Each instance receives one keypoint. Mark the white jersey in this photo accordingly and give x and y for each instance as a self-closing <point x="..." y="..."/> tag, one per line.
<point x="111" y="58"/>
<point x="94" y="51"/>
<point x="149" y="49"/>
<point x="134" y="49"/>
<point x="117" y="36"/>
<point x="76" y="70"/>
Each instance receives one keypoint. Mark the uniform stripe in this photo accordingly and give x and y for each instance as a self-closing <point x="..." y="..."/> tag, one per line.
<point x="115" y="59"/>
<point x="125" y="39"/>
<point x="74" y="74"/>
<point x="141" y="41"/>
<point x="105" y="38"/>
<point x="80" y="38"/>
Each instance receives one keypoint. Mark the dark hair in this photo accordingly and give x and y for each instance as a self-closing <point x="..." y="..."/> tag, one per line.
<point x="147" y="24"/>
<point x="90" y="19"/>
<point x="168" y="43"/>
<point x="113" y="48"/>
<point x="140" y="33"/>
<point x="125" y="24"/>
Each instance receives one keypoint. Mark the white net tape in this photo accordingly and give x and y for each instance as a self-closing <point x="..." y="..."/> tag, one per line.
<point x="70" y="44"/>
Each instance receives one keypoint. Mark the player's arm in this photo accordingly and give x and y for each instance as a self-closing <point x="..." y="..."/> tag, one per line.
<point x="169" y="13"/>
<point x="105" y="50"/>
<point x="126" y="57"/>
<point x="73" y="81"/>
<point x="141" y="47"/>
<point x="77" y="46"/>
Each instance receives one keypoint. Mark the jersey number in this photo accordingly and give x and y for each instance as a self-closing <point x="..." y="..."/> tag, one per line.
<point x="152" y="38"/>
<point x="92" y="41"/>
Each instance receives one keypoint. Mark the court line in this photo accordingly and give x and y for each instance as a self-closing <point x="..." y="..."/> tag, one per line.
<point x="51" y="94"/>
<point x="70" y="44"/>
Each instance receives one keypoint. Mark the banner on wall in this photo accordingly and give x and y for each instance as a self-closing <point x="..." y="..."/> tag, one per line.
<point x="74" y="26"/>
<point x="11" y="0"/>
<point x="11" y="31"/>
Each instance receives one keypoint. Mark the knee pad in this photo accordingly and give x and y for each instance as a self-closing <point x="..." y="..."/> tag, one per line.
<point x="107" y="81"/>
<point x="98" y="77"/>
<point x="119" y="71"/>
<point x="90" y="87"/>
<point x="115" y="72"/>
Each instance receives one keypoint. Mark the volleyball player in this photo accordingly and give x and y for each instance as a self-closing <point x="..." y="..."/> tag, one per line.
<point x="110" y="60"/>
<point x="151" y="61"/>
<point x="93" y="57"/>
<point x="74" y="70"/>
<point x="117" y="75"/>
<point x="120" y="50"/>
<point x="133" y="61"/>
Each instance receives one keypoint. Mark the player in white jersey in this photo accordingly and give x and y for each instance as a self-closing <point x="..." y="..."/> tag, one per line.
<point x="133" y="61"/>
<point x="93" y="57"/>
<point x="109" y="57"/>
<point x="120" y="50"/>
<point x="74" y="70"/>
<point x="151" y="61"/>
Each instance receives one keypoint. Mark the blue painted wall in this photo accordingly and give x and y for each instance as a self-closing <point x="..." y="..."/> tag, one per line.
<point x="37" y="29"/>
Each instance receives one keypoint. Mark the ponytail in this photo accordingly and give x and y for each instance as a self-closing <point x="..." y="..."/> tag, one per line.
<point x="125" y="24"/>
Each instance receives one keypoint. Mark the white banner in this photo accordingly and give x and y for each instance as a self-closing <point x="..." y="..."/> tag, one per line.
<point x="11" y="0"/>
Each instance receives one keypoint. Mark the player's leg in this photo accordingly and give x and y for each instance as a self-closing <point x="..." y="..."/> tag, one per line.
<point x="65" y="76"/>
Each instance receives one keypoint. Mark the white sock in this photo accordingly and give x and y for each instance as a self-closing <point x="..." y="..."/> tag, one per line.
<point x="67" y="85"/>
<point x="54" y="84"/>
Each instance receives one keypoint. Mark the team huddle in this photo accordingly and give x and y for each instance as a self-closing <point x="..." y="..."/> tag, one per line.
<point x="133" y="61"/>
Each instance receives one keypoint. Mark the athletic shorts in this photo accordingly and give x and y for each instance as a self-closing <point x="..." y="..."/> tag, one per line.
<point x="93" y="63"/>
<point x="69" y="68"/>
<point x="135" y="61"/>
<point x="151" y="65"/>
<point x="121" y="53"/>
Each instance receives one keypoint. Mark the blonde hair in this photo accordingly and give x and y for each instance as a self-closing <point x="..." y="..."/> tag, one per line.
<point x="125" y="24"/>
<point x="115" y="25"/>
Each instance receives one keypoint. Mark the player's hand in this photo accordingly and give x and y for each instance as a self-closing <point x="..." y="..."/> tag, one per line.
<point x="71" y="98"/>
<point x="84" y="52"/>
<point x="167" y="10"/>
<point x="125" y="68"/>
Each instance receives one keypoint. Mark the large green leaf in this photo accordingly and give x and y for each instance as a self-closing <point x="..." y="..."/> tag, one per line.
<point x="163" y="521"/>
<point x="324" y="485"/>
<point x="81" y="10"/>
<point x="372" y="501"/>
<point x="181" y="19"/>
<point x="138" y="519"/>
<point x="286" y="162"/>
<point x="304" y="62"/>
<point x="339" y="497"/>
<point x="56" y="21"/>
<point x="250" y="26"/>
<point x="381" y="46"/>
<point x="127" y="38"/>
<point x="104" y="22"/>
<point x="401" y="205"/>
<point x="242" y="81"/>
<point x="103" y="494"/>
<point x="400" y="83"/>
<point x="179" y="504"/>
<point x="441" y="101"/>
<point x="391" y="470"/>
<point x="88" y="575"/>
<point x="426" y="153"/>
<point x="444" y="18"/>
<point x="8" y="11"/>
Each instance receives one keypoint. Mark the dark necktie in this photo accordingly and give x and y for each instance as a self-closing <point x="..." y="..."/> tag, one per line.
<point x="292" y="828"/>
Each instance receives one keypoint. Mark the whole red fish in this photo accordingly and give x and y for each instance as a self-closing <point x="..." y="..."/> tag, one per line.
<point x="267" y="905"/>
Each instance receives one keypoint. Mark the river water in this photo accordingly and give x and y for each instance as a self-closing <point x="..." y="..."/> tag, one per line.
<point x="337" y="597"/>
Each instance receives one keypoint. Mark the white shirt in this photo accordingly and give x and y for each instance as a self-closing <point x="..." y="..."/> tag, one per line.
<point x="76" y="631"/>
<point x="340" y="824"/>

■ Written task
Set down every line of the listing above again, exactly as given.

■ Exercise result
Each instance receives one keypoint. Mark the white jersey in this photo accordingly and give x and y for each instance as a self-closing <point x="..." y="..."/> tag, one per line.
<point x="111" y="58"/>
<point x="94" y="51"/>
<point x="149" y="49"/>
<point x="134" y="49"/>
<point x="117" y="36"/>
<point x="76" y="70"/>
Each instance receives one keypoint. Mark the uniform stripe in this photo accordingly and give x and y for each instance as a self-closing <point x="..." y="..."/> tag, one per line.
<point x="115" y="59"/>
<point x="125" y="39"/>
<point x="74" y="74"/>
<point x="141" y="41"/>
<point x="105" y="38"/>
<point x="80" y="38"/>
Each instance receives one keypoint. Mark the dark hair in this photo accordingly and give x and y for each instance as a self-closing <point x="..." y="..."/> tag, one per line.
<point x="147" y="24"/>
<point x="90" y="19"/>
<point x="168" y="43"/>
<point x="113" y="48"/>
<point x="140" y="33"/>
<point x="125" y="24"/>
Each instance receives one keypoint. Mark the white net tape in this photo accordingly and give x and y for each instance as a self-closing <point x="..." y="..."/> tag, one per line.
<point x="70" y="44"/>
Each instance receives one keypoint. Mark the player's arm in this photo accordingly and give x and y for each instance as a self-closing <point x="..." y="..."/> tag, one per line.
<point x="169" y="13"/>
<point x="105" y="50"/>
<point x="126" y="57"/>
<point x="73" y="81"/>
<point x="141" y="47"/>
<point x="77" y="46"/>
Each instance receives one keypoint. Mark the jersey number in this photo accordingly and give x and y for each instance as a self-closing <point x="..." y="..."/> tag, one per line.
<point x="152" y="38"/>
<point x="92" y="41"/>
Each instance receives one keypoint. Mark the court line in this photo accordingly and give x and y for each instance as a self-closing <point x="..." y="..."/> tag, one per line.
<point x="51" y="94"/>
<point x="70" y="44"/>
Each instance receives one keypoint. Mark the banner on wall in this photo accordingly and give x and y for each instance as a self-closing <point x="..." y="..."/> tag, one per line.
<point x="74" y="26"/>
<point x="11" y="0"/>
<point x="11" y="31"/>
Each instance receives one keypoint. Mark the knee pad in this photo accordingly and give x and y for each instance as a self-closing <point x="..." y="..."/> tag, one per line.
<point x="107" y="81"/>
<point x="98" y="77"/>
<point x="119" y="71"/>
<point x="90" y="87"/>
<point x="115" y="72"/>
Each instance receives one keypoint. Mark the volleyball player in this photo accordingly and give x and y for each instance as a self-closing <point x="..." y="..."/> tag, one per line.
<point x="110" y="60"/>
<point x="151" y="61"/>
<point x="93" y="57"/>
<point x="74" y="70"/>
<point x="117" y="75"/>
<point x="120" y="50"/>
<point x="133" y="61"/>
Each instance receives one keypoint. Mark the player in white jersey in this photo accordingly and give x and y for each instance as a self-closing <point x="..." y="..."/> tag, one per line.
<point x="133" y="61"/>
<point x="93" y="57"/>
<point x="109" y="57"/>
<point x="120" y="50"/>
<point x="74" y="70"/>
<point x="151" y="61"/>
Each instance receives one keypoint. Mark the blue painted wall in this photo accordingly and give x and y for each instance as a self-closing <point x="..." y="..."/> tag, one per line.
<point x="37" y="29"/>
Each instance receives one keypoint. Mark the ponytail in this photo accordingly and give x and y for each instance as a self-closing <point x="..." y="..."/> tag, one per line.
<point x="125" y="24"/>
Each instance receives one keypoint. Mark the white banner in this photo accordingly and give x and y for each instance as a self-closing <point x="..." y="..."/> tag, one per line.
<point x="11" y="0"/>
Each instance receives one keypoint. Mark the player's leg in this photo accordingly and give x and y for each instance as a self-closing <point x="..." y="..."/> tag, one per line.
<point x="65" y="76"/>
Each instance receives one keypoint. Mark the white sock in this photo accordingly and give x and y for each instance as a self-closing <point x="..." y="..."/> tag, one per line.
<point x="67" y="85"/>
<point x="54" y="84"/>
Each instance receives one keypoint. Mark the team huddle in this photo accordingly and give x and y for each instance as a self-closing <point x="..." y="..."/> tag, one per line.
<point x="133" y="61"/>
Each instance receives one keypoint. Mark the athletic shorts in this photo accordingly and give x and y for each instance as a self-closing <point x="..." y="..."/> tag, one per line.
<point x="93" y="63"/>
<point x="69" y="68"/>
<point x="135" y="61"/>
<point x="151" y="65"/>
<point x="121" y="53"/>
Each instance receives one keypoint. Mark the blonde hair in this photo accordingly and give x and y for each instance as a self-closing <point x="..." y="..."/> tag, one per line.
<point x="125" y="24"/>
<point x="115" y="25"/>
Each instance receives one keypoint. Mark the player's hand in this photo accordingly and give x and y for each instance as a self-closing <point x="..." y="..."/> tag, one per line.
<point x="71" y="98"/>
<point x="84" y="52"/>
<point x="167" y="10"/>
<point x="125" y="68"/>
Each instance receives one keypoint. Mark the large green leaf in this photo accordingly and give x and y for each instance as a self-closing <point x="..." y="..."/> tag, one per line.
<point x="163" y="521"/>
<point x="324" y="485"/>
<point x="81" y="10"/>
<point x="372" y="501"/>
<point x="181" y="19"/>
<point x="138" y="519"/>
<point x="286" y="162"/>
<point x="304" y="62"/>
<point x="339" y="497"/>
<point x="56" y="21"/>
<point x="250" y="26"/>
<point x="381" y="46"/>
<point x="127" y="38"/>
<point x="104" y="22"/>
<point x="401" y="205"/>
<point x="242" y="81"/>
<point x="103" y="494"/>
<point x="400" y="83"/>
<point x="179" y="504"/>
<point x="441" y="101"/>
<point x="391" y="470"/>
<point x="88" y="575"/>
<point x="426" y="153"/>
<point x="444" y="18"/>
<point x="8" y="11"/>
Each instance receives one keypoint. Mark the dark necktie in this photo accordingly and give x and y for each instance as a self-closing <point x="..." y="..."/> tag, one per line.
<point x="292" y="828"/>
Each instance receives one keypoint. Mark the whole red fish in this photo accordingly and give x and y for each instance as a self-closing <point x="..." y="..."/> tag, one per line.
<point x="267" y="905"/>
Each instance receives one keypoint. Mark the river water in this photo accordingly and give x and y for each instance as a self-closing <point x="..." y="..."/> tag, one per line.
<point x="337" y="597"/>
Each instance receives one keypoint. Mark the white shirt in this photo accordingly and give x and y for each instance as a self-closing <point x="..." y="..."/> tag, one per line.
<point x="76" y="631"/>
<point x="340" y="824"/>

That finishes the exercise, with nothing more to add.